### WHAT YOU SHOULD DO
Convert the lines below into a Markdown table with two columns, Row and Line, giving each line a row number and leaving out any blank lines.

━━━━━ ENTRIES ━━━━━

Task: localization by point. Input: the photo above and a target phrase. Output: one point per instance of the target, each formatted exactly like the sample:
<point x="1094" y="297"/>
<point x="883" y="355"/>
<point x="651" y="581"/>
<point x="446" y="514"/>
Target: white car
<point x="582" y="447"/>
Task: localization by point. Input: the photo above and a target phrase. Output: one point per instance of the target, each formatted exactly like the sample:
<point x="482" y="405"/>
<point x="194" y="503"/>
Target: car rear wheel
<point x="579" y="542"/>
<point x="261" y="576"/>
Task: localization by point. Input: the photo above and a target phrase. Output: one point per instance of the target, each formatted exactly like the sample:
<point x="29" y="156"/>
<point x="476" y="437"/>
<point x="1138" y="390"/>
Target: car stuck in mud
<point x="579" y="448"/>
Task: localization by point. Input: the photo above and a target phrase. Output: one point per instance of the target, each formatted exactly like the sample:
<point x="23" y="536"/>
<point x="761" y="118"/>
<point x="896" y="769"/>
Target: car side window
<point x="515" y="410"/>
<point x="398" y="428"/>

━━━━━

### TASK RESPONSE
| Row | Line |
|---|---|
| 1 | Task: localization by point. Input: the photo above and a target phrase. Output: one point per instance of the target, each formatted exactly like the sample: |
| 2 | <point x="1094" y="297"/> |
| 3 | <point x="883" y="355"/> |
| 4 | <point x="651" y="581"/> |
| 5 | <point x="446" y="514"/> |
| 6 | Target: white car |
| 7 | <point x="582" y="447"/> |
| 8 | Task: localization by point. Input: the photo above and a target phrase. Output: one point per instance of the target, each formatted exactly like the sample: |
| 9 | <point x="482" y="405"/> |
| 10 | <point x="194" y="503"/> |
| 11 | Target: car rear wheel |
| 12 | <point x="579" y="542"/> |
| 13 | <point x="261" y="576"/> |
| 14 | Task: localization by point. Input: the photo above and a target phrase. Output: one point per instance of the target, each formatted exactly like the sample: |
| 15 | <point x="29" y="156"/> |
| 16 | <point x="476" y="437"/> |
| 17 | <point x="1138" y="390"/> |
| 18 | Target: car stuck in mud |
| 19 | <point x="579" y="448"/> |
| 20 | Task: localization by point. Input: the photo above and a target phrase. Output: one point per instance of the target, each formatted exactly like the sample: |
| 21 | <point x="23" y="536"/> |
| 22 | <point x="761" y="118"/> |
| 23 | <point x="896" y="769"/> |
| 24 | Target: car side window |
| 25 | <point x="515" y="410"/> |
| 26 | <point x="398" y="428"/> |